= Request =
Output the lines below as a Markdown table with the columns No. and Line, numbering each row and leaving out blank lines.

= Material shown =
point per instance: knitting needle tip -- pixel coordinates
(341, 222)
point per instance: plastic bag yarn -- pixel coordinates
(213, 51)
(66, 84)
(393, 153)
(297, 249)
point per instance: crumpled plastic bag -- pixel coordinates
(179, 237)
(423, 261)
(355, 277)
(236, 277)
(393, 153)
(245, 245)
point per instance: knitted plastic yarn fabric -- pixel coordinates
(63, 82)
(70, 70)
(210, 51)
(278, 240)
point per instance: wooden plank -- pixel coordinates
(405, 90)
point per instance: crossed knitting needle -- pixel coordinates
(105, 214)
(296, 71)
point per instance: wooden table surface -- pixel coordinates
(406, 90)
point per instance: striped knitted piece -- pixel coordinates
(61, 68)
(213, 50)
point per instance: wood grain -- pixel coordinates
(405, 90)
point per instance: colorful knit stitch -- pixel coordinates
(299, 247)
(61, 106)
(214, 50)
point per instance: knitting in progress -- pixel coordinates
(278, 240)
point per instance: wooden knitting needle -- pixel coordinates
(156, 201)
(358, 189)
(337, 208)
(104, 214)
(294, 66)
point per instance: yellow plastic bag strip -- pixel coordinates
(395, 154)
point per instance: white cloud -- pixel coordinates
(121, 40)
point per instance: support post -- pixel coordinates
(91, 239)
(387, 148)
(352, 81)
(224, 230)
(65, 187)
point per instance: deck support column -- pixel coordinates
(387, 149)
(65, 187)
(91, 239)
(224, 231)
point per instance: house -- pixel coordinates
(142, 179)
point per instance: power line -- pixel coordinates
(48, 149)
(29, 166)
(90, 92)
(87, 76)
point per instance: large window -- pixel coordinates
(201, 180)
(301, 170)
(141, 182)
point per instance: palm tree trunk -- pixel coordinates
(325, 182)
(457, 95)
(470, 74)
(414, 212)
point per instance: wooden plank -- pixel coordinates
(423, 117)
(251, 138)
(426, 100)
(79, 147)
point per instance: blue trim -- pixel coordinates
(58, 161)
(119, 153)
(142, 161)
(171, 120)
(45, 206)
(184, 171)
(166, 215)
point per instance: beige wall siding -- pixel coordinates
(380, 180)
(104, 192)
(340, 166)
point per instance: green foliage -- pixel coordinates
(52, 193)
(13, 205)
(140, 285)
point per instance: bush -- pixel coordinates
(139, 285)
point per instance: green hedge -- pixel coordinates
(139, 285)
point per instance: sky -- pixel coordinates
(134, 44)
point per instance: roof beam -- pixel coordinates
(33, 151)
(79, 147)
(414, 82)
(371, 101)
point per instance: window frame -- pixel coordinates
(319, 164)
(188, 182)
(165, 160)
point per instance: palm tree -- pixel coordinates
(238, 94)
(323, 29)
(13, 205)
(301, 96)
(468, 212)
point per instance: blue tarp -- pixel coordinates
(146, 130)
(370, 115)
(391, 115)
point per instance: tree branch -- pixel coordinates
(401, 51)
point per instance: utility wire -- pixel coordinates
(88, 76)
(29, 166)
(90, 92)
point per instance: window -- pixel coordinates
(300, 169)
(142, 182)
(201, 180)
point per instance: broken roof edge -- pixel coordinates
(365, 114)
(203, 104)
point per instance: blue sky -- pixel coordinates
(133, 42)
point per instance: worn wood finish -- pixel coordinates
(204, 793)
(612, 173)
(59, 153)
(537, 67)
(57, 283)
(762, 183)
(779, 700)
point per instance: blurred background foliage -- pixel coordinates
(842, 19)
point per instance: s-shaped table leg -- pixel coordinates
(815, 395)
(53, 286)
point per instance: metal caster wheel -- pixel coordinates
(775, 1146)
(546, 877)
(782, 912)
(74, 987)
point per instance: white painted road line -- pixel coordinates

= Response to this exercise =
| No. | Line |
|---|---|
| 1 | point per instance: knitting needle tip -- pixel coordinates |
| 2 | (341, 222) |
| 3 | point per instance: plastic bag yarn -- pixel coordinates |
| 4 | (213, 51) |
| 5 | (66, 84) |
| 6 | (393, 153) |
| 7 | (297, 249) |
| 8 | point per instance: crumpled plastic bag -- pixel coordinates |
| 9 | (179, 237) |
| 10 | (423, 261) |
| 11 | (355, 277) |
| 12 | (236, 277) |
| 13 | (393, 153) |
| 14 | (245, 245) |
| 15 | point per instance: knitted plastic yarn fabric -- pixel coordinates |
| 16 | (63, 82) |
| 17 | (70, 70) |
| 18 | (210, 51) |
| 19 | (278, 240) |
| 20 | point per instance: wooden plank -- pixel coordinates |
| 21 | (405, 90) |
| 22 | point per instance: crossed knitting needle -- pixel coordinates |
| 23 | (105, 214) |
| 24 | (296, 71) |
| 25 | point per instance: wooden table surface -- pixel coordinates |
| 26 | (406, 90) |
| 27 | point per instance: striped knitted piece -- pixel coordinates |
| 28 | (61, 68) |
| 29 | (213, 50) |
| 30 | point per instance: wood grain -- pixel coordinates |
| 31 | (405, 90) |
| 32 | point per instance: colorful knit stitch -- pixel coordinates |
| 33 | (299, 247) |
| 34 | (61, 106) |
| 35 | (214, 50) |
| 36 | point per instance: knitting in progress -- pixel coordinates |
| 37 | (278, 240) |
| 38 | point per instance: wooden knitting needle -- pixel coordinates |
| 39 | (156, 201) |
| 40 | (358, 189) |
| 41 | (337, 208) |
| 42 | (104, 214) |
| 43 | (294, 66) |
| 44 | point per instance: yellow plastic bag strip -- pixel coordinates |
| 45 | (395, 154) |
| 46 | point per instance: white cloud -- pixel coordinates |
| 47 | (121, 40) |
| 48 | point per instance: support post -- pixel coordinates |
| 49 | (91, 239) |
| 50 | (387, 148) |
| 51 | (352, 81) |
| 52 | (224, 230) |
| 53 | (65, 187) |
| 54 | point per instance: deck support column -- pixel coordinates |
| 55 | (387, 149) |
| 56 | (65, 187) |
| 57 | (91, 239) |
| 58 | (224, 231) |
| 59 | point per instance: house -- pixel coordinates |
| 60 | (142, 179) |
| 61 | point per instance: power line -- pixel coordinates |
| 62 | (48, 149) |
| 63 | (29, 166) |
| 64 | (90, 92) |
| 65 | (87, 76) |
| 66 | point per instance: large window -- pixel coordinates |
| 67 | (201, 180) |
| 68 | (301, 170) |
| 69 | (141, 182) |
| 70 | point per instance: palm tree trunk -- pixel coordinates |
| 71 | (325, 182) |
| 72 | (457, 95) |
| 73 | (470, 74) |
| 74 | (414, 212) |
| 75 | point per instance: wooden plank -- pixel coordinates |
| 76 | (423, 117) |
| 77 | (251, 138) |
| 78 | (426, 100) |
| 79 | (79, 147) |
| 80 | point per instance: blue trim -- pixel coordinates |
| 81 | (58, 161) |
| 82 | (119, 153) |
| 83 | (142, 161) |
| 84 | (171, 120) |
| 85 | (45, 206) |
| 86 | (184, 171) |
| 87 | (166, 215) |
| 88 | point per instance: beige wall siding -- pixel coordinates |
| 89 | (380, 180) |
| 90 | (104, 192) |
| 91 | (340, 166) |
| 92 | point per instance: green foliage -- pixel coordinates |
| 93 | (52, 193) |
| 94 | (13, 205) |
| 95 | (140, 285) |
| 96 | point per instance: bush -- pixel coordinates |
| 97 | (139, 285) |
| 98 | point per instance: green hedge -- pixel coordinates |
| 99 | (139, 285) |
| 100 | point per instance: sky -- pixel coordinates |
| 101 | (134, 44) |
| 102 | point per instance: roof beam -- pixel coordinates |
| 103 | (33, 151) |
| 104 | (79, 147) |
| 105 | (414, 82) |
| 106 | (371, 101) |
| 107 | point per instance: window frame -- pixel coordinates |
| 108 | (319, 164) |
| 109 | (188, 182) |
| 110 | (165, 160) |
| 111 | point per instance: palm tree -- pixel coordinates |
| 112 | (238, 94) |
| 113 | (323, 29) |
| 114 | (13, 205) |
| 115 | (301, 96) |
| 116 | (468, 212) |
| 117 | point per instance: blue tarp -- pixel coordinates |
| 118 | (146, 130) |
| 119 | (370, 115) |
| 120 | (391, 115) |
| 121 | point per instance: tree branch -- pixel coordinates |
| 122 | (401, 51) |
| 123 | point per instance: utility wire -- pixel coordinates |
| 124 | (88, 76) |
| 125 | (29, 166) |
| 126 | (90, 92) |
| 127 | point per instance: window -- pixel coordinates |
| 128 | (300, 169) |
| 129 | (142, 182) |
| 130 | (201, 180) |
| 131 | point per instance: broken roof edge -- pixel coordinates |
| 132 | (365, 114) |
| 133 | (203, 104) |
| 134 | point per instance: blue sky -- pixel coordinates |
| 135 | (133, 42) |
| 136 | point per instance: worn wood finish -- pixel coordinates |
| 137 | (204, 793) |
| 138 | (612, 173) |
| 139 | (59, 153) |
| 140 | (537, 67) |
| 141 | (57, 283) |
| 142 | (762, 183) |
| 143 | (779, 700) |
| 144 | point per instance: blurred background foliage -- pixel coordinates |
| 145 | (842, 19) |
| 146 | point per instance: s-shaped table leg -- pixel coordinates |
| 147 | (815, 395) |
| 148 | (53, 286) |
| 149 | point per instance: metal caster wheel -- pixel coordinates |
| 150 | (775, 1146) |
| 151 | (546, 877) |
| 152 | (782, 912) |
| 153 | (74, 987) |
| 154 | point per instance: white painted road line -- pixel coordinates |